** WORK TASK **
In your output, repeat each entry exactly and include no pictures.

** MATERIAL PROVIDED **
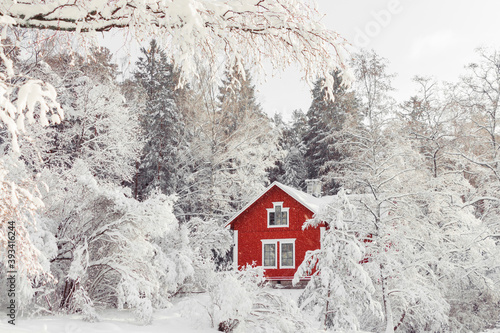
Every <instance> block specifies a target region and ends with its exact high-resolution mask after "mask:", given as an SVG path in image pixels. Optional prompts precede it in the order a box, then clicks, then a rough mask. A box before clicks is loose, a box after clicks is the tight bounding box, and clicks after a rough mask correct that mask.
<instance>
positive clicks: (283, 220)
mask: <svg viewBox="0 0 500 333" xmlns="http://www.w3.org/2000/svg"><path fill="white" fill-rule="evenodd" d="M289 210H290V208H284V207H283V202H273V208H267V227H268V228H276V227H288V211H289Z"/></svg>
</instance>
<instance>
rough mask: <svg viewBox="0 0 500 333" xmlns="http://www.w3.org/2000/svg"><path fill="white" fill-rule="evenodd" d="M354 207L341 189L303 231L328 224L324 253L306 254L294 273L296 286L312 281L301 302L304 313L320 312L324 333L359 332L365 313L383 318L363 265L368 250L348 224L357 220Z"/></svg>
mask: <svg viewBox="0 0 500 333" xmlns="http://www.w3.org/2000/svg"><path fill="white" fill-rule="evenodd" d="M355 211H356V209H355V207H354V206H352V205H351V204H350V202H349V200H348V198H347V196H346V194H345V191H344V190H343V189H341V190H340V191H339V193H338V197H337V198H336V200H335V201H333V202H332V203H330V204H328V205H327V206H326V207H324V208H323V210H322V211H321V212H320V213H319V214H317V215H316V216H315V217H314V219H312V220H309V221H307V222H306V223H304V226H303V228H309V227H318V226H319V225H321V224H323V223H326V226H327V227H326V230H325V233H324V235H323V236H322V238H321V249H318V250H314V251H307V253H306V256H305V258H304V261H303V262H302V264H301V265H300V266H299V267H298V269H297V272H296V273H295V276H294V280H293V283H294V284H295V283H297V282H298V281H299V279H300V278H302V277H304V276H308V275H310V276H311V281H310V282H309V283H308V284H307V287H306V289H305V290H304V292H303V294H302V295H301V297H300V298H299V306H300V307H301V308H302V309H304V310H309V311H313V312H314V311H315V310H316V311H317V310H318V309H316V308H319V311H318V313H319V318H318V319H319V320H320V322H321V326H322V328H323V329H325V330H334V331H336V330H342V329H349V330H358V329H360V318H361V317H362V316H363V315H364V314H365V312H371V313H374V314H376V315H377V314H378V315H380V304H379V303H378V302H376V301H375V300H374V298H373V294H374V292H375V288H374V286H373V284H372V280H371V278H370V276H369V274H368V273H367V272H366V271H365V270H364V268H363V266H362V265H361V262H362V260H363V259H364V256H365V248H364V246H363V243H361V242H360V241H359V240H358V239H357V236H356V234H355V232H354V231H352V230H350V229H349V224H348V223H349V222H348V221H353V220H355V219H356V215H355Z"/></svg>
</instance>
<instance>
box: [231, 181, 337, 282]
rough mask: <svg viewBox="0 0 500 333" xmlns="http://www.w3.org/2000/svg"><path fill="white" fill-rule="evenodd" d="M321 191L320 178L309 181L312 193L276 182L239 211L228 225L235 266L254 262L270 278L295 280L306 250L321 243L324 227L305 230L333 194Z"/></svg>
mask: <svg viewBox="0 0 500 333" xmlns="http://www.w3.org/2000/svg"><path fill="white" fill-rule="evenodd" d="M320 192H321V189H320V185H319V182H318V181H316V180H312V181H308V193H305V192H302V191H299V190H296V189H294V188H292V187H289V186H286V185H283V184H281V183H278V182H274V183H272V184H271V185H270V186H269V187H268V188H267V189H266V190H265V191H264V192H263V193H261V194H260V195H259V196H257V197H256V198H255V199H254V200H252V201H251V202H250V203H248V204H247V205H246V206H245V207H243V209H241V210H240V211H239V212H237V213H236V214H235V215H234V216H233V217H232V218H231V219H230V220H229V222H228V223H227V225H226V227H229V228H231V229H232V230H234V252H233V262H234V264H235V266H236V267H241V266H245V265H247V264H250V265H252V264H254V265H257V266H262V267H263V268H264V269H265V275H266V278H267V279H268V280H274V281H289V280H292V279H293V275H294V274H295V271H296V269H297V268H298V266H299V265H300V264H301V263H302V261H303V259H304V256H305V253H306V251H308V250H315V249H319V248H320V247H321V234H322V232H324V227H320V228H308V229H306V230H302V225H303V224H304V222H305V221H306V220H308V219H310V218H312V217H313V215H314V214H315V213H317V212H318V210H319V208H320V207H321V206H322V205H324V204H326V203H328V202H329V201H331V200H332V198H333V197H322V198H320V197H319V194H320ZM313 194H315V195H313Z"/></svg>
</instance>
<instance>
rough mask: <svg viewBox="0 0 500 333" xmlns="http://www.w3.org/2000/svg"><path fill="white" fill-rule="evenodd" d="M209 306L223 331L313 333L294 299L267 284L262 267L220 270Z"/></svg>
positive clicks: (311, 329)
mask: <svg viewBox="0 0 500 333" xmlns="http://www.w3.org/2000/svg"><path fill="white" fill-rule="evenodd" d="M208 293H209V295H210V305H209V307H208V308H207V311H208V314H209V316H210V319H211V321H212V326H214V327H217V328H218V330H219V331H221V332H250V331H251V332H263V333H264V332H276V333H278V332H290V333H291V332H312V331H313V330H312V329H311V327H310V323H309V322H308V321H307V320H306V319H305V317H304V316H303V315H302V313H301V312H300V310H299V308H298V307H297V304H296V303H295V301H294V300H292V299H290V298H289V297H287V296H285V295H280V294H278V293H276V292H275V291H273V290H272V289H271V288H270V287H268V286H266V285H265V279H264V271H263V269H262V267H245V268H244V269H243V270H239V271H228V272H221V273H219V274H218V275H217V276H216V277H215V278H214V280H213V281H212V282H211V285H210V288H209V292H208Z"/></svg>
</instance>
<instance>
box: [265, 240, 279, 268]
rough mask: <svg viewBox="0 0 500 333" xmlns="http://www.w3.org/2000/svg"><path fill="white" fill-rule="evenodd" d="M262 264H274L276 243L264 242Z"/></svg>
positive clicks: (274, 261)
mask: <svg viewBox="0 0 500 333" xmlns="http://www.w3.org/2000/svg"><path fill="white" fill-rule="evenodd" d="M264 266H266V267H269V266H276V244H264Z"/></svg>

** RESULT OF THE TASK **
Every <instance> block specifies a target region and ends with its exact high-resolution mask after "mask:", given as an SVG path in image pixels. Optional prompts precede it in the order a box, then clicks, then a rough mask. A box before clicks is loose, a box after clicks is the tight bounding box, and clicks after a rough mask correct that mask.
<instance>
positive clicks: (283, 220)
mask: <svg viewBox="0 0 500 333" xmlns="http://www.w3.org/2000/svg"><path fill="white" fill-rule="evenodd" d="M289 210H290V208H284V207H283V202H273V208H267V227H268V228H276V227H288V211H289Z"/></svg>
</instance>
<instance>
rough mask: <svg viewBox="0 0 500 333" xmlns="http://www.w3.org/2000/svg"><path fill="white" fill-rule="evenodd" d="M354 207L341 189L303 231L328 224L324 253L306 254L294 273L296 286L312 281L301 302L304 313L320 312L324 333L359 332L365 313L383 318L363 265L368 250L348 224L357 220Z"/></svg>
mask: <svg viewBox="0 0 500 333" xmlns="http://www.w3.org/2000/svg"><path fill="white" fill-rule="evenodd" d="M355 211H356V209H355V207H354V206H352V205H351V204H350V202H349V200H348V198H347V196H346V194H345V191H344V190H343V189H341V190H340V191H339V193H338V197H337V198H336V200H335V201H333V202H332V203H330V204H328V205H327V206H326V207H324V208H323V210H322V211H321V212H320V213H319V214H317V215H316V216H315V217H314V219H312V220H309V221H307V222H306V223H304V226H303V228H309V227H318V226H319V225H321V224H323V223H326V226H327V227H326V230H325V233H324V235H323V236H322V238H321V249H318V250H314V251H307V253H306V256H305V258H304V261H303V262H302V264H301V265H300V266H299V267H298V269H297V272H296V273H295V276H294V280H293V283H294V284H295V283H297V282H298V281H299V279H300V278H302V277H304V276H308V275H310V276H311V281H310V282H309V283H308V284H307V287H306V289H305V290H304V292H303V294H302V295H301V297H300V298H299V306H300V307H301V308H302V309H304V310H309V311H313V312H314V311H315V310H316V311H317V310H318V309H316V308H319V311H318V313H319V318H318V319H319V320H320V322H321V326H322V328H323V329H325V330H334V331H336V330H342V329H349V330H358V329H360V318H361V317H362V316H363V315H364V314H365V312H371V313H374V314H376V315H377V314H378V315H380V304H379V303H378V302H376V301H375V300H374V298H373V294H374V292H375V288H374V286H373V284H372V280H371V278H370V276H369V274H368V273H367V272H366V271H365V270H364V268H363V266H362V265H361V262H362V260H363V259H364V256H365V248H364V246H363V243H361V242H360V241H359V240H358V239H357V236H356V234H355V232H354V231H352V230H350V229H349V224H348V223H349V222H348V221H353V220H355V219H356V215H355Z"/></svg>
</instance>
<instance>
box: [231, 181, 337, 282]
rough mask: <svg viewBox="0 0 500 333" xmlns="http://www.w3.org/2000/svg"><path fill="white" fill-rule="evenodd" d="M321 191L320 178L309 181L312 193L276 182L239 211L228 225L235 266L254 262L270 278L295 280L306 250L321 243L324 227L305 230L333 194Z"/></svg>
mask: <svg viewBox="0 0 500 333" xmlns="http://www.w3.org/2000/svg"><path fill="white" fill-rule="evenodd" d="M320 192H321V189H320V185H319V182H318V181H316V180H312V181H308V193H305V192H302V191H299V190H296V189H294V188H292V187H289V186H286V185H283V184H281V183H278V182H274V183H272V184H271V185H270V186H269V187H268V188H267V189H266V190H265V191H264V192H263V193H261V194H260V195H259V196H257V197H256V198H255V199H254V200H252V201H251V202H250V203H248V204H247V205H246V206H245V207H243V209H241V210H240V211H239V212H237V213H236V214H235V215H234V216H233V217H232V218H231V219H230V220H229V222H228V223H227V225H226V227H229V228H231V229H232V230H234V252H233V262H234V264H235V266H236V267H241V266H245V265H247V264H250V265H252V264H254V265H257V266H262V267H263V268H264V269H265V275H266V278H267V279H268V280H274V281H289V280H292V279H293V275H294V274H295V271H296V269H297V268H298V266H299V265H300V264H301V263H302V261H303V259H304V256H305V253H306V251H308V250H315V249H319V248H320V247H321V234H322V232H324V227H320V228H308V229H306V230H302V225H303V224H304V222H305V221H306V220H308V219H310V218H312V217H313V215H314V214H315V213H317V212H318V210H319V208H320V207H321V206H322V205H324V204H326V203H328V202H329V201H331V200H332V198H333V197H322V198H320V197H319V194H320ZM313 194H315V195H313Z"/></svg>
</instance>
<instance>
rough mask: <svg viewBox="0 0 500 333" xmlns="http://www.w3.org/2000/svg"><path fill="white" fill-rule="evenodd" d="M209 306L223 331L313 333L294 299L267 284L262 267L220 270Z"/></svg>
positive clicks: (311, 329)
mask: <svg viewBox="0 0 500 333" xmlns="http://www.w3.org/2000/svg"><path fill="white" fill-rule="evenodd" d="M208 293H209V295H210V305H209V307H208V308H207V311H208V314H209V316H210V319H211V321H212V326H214V327H217V328H218V330H219V331H221V332H250V331H251V332H263V333H264V332H276V333H278V332H290V333H291V332H312V331H313V330H312V329H311V327H310V323H309V322H308V321H307V320H306V319H305V317H304V316H303V315H302V313H301V312H300V310H299V308H298V307H297V304H296V303H295V301H294V300H292V299H290V298H289V297H287V296H285V295H280V294H278V293H276V292H275V291H273V290H272V289H271V288H270V287H268V286H266V285H265V279H264V271H263V269H262V267H245V268H244V269H243V270H239V271H228V272H221V273H219V274H218V275H217V276H216V277H215V278H214V280H213V281H212V282H211V285H210V288H209V292H208Z"/></svg>
</instance>
<instance>
box: [265, 240, 279, 268]
rough mask: <svg viewBox="0 0 500 333" xmlns="http://www.w3.org/2000/svg"><path fill="white" fill-rule="evenodd" d="M262 264H274L276 243L264 242Z"/></svg>
positive clicks: (274, 261)
mask: <svg viewBox="0 0 500 333" xmlns="http://www.w3.org/2000/svg"><path fill="white" fill-rule="evenodd" d="M264 266H266V267H269V266H276V244H264Z"/></svg>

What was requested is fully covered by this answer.